[Recorded data]
•••
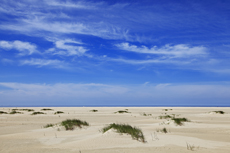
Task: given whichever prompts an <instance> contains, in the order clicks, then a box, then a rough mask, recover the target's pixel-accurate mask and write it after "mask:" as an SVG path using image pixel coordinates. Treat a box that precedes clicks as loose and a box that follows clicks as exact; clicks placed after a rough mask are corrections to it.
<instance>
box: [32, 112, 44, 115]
mask: <svg viewBox="0 0 230 153" xmlns="http://www.w3.org/2000/svg"><path fill="white" fill-rule="evenodd" d="M38 114H45V113H43V112H33V113H32V114H31V115H38Z"/></svg>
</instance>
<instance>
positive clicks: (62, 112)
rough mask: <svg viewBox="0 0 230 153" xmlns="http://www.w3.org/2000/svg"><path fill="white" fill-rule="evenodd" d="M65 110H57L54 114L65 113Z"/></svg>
mask: <svg viewBox="0 0 230 153" xmlns="http://www.w3.org/2000/svg"><path fill="white" fill-rule="evenodd" d="M63 113H64V112H62V111H56V112H55V113H54V114H63Z"/></svg>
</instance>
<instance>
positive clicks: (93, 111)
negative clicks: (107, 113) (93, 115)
mask: <svg viewBox="0 0 230 153" xmlns="http://www.w3.org/2000/svg"><path fill="white" fill-rule="evenodd" d="M90 112H98V110H96V109H93V110H90Z"/></svg>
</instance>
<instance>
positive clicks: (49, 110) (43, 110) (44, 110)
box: [41, 108, 53, 111]
mask: <svg viewBox="0 0 230 153" xmlns="http://www.w3.org/2000/svg"><path fill="white" fill-rule="evenodd" d="M52 110H53V109H50V108H43V109H41V111H52Z"/></svg>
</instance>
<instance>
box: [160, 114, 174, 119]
mask: <svg viewBox="0 0 230 153" xmlns="http://www.w3.org/2000/svg"><path fill="white" fill-rule="evenodd" d="M172 118H173V116H170V115H165V116H159V119H172Z"/></svg>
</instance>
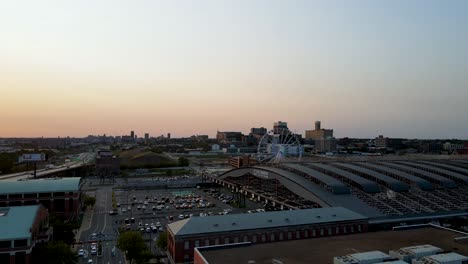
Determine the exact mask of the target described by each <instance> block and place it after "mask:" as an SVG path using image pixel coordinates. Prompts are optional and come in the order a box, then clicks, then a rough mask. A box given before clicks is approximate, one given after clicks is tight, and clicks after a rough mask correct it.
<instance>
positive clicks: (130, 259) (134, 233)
mask: <svg viewBox="0 0 468 264" xmlns="http://www.w3.org/2000/svg"><path fill="white" fill-rule="evenodd" d="M117 247H118V248H119V249H120V250H121V251H122V252H124V253H125V257H126V258H127V260H129V261H130V263H132V262H133V261H135V262H136V263H144V262H146V261H148V260H149V259H151V257H152V255H151V253H150V252H149V251H148V248H147V247H146V245H145V242H144V241H143V238H142V237H141V234H140V233H139V232H125V233H122V234H121V235H120V237H119V239H118V240H117Z"/></svg>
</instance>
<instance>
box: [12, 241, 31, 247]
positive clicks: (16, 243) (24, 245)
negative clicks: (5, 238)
mask: <svg viewBox="0 0 468 264" xmlns="http://www.w3.org/2000/svg"><path fill="white" fill-rule="evenodd" d="M14 245H15V247H27V246H28V240H27V239H19V240H15V242H14Z"/></svg>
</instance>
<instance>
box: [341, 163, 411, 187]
mask: <svg viewBox="0 0 468 264" xmlns="http://www.w3.org/2000/svg"><path fill="white" fill-rule="evenodd" d="M334 164H337V165H339V166H342V167H345V168H348V169H351V170H354V171H356V172H359V173H363V174H366V175H369V176H371V177H372V178H375V179H377V180H378V181H381V182H384V183H385V185H387V186H388V187H389V188H390V189H392V190H393V191H396V192H404V191H407V190H408V189H409V186H408V185H407V184H405V183H402V182H401V181H399V180H396V179H394V178H392V177H389V176H387V175H384V174H382V173H379V172H376V171H373V170H369V169H366V168H363V167H359V166H356V165H353V164H349V163H342V162H339V163H334Z"/></svg>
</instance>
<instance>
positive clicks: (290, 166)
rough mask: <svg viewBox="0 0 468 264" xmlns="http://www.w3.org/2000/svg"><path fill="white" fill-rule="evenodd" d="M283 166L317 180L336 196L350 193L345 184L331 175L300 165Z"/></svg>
mask: <svg viewBox="0 0 468 264" xmlns="http://www.w3.org/2000/svg"><path fill="white" fill-rule="evenodd" d="M283 166H285V167H288V168H291V169H294V170H297V171H300V172H302V173H305V174H307V175H308V176H310V177H312V178H315V179H316V180H318V181H319V182H321V183H323V184H324V185H326V186H328V187H329V188H331V190H332V191H333V193H334V194H342V193H350V191H349V188H348V187H347V186H346V185H345V184H343V183H342V182H340V181H338V180H337V179H335V178H333V177H331V176H329V175H326V174H323V173H321V172H319V171H316V170H313V169H311V168H308V167H305V166H302V165H299V164H284V165H283Z"/></svg>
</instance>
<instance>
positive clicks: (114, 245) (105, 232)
mask: <svg viewBox="0 0 468 264" xmlns="http://www.w3.org/2000/svg"><path fill="white" fill-rule="evenodd" d="M90 194H91V193H90ZM91 195H92V194H91ZM95 195H96V205H95V206H94V214H93V217H92V223H91V225H90V228H89V230H87V231H83V232H82V233H81V238H80V240H81V241H83V242H84V243H83V244H82V245H81V246H79V247H78V249H81V248H83V249H84V250H85V251H87V253H88V254H85V255H87V257H80V259H79V262H78V263H88V259H92V260H93V263H103V264H111V263H125V258H124V256H123V254H122V252H120V250H119V249H118V248H115V256H113V255H112V250H113V248H114V247H115V245H116V243H117V239H118V232H117V230H116V229H115V228H114V225H113V224H112V216H110V215H109V211H110V210H112V187H110V186H106V187H102V188H99V189H98V190H97V191H96V192H95ZM93 233H95V234H97V235H98V236H97V237H92V234H93ZM96 241H101V244H102V249H103V255H102V256H99V257H98V256H97V255H91V254H90V251H91V243H92V242H96Z"/></svg>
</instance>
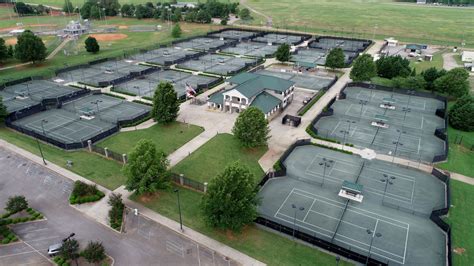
•••
§ Your goal
How many lines in the rows above contain the string "using"? Case counts, so give only the number.

§ Written solution
2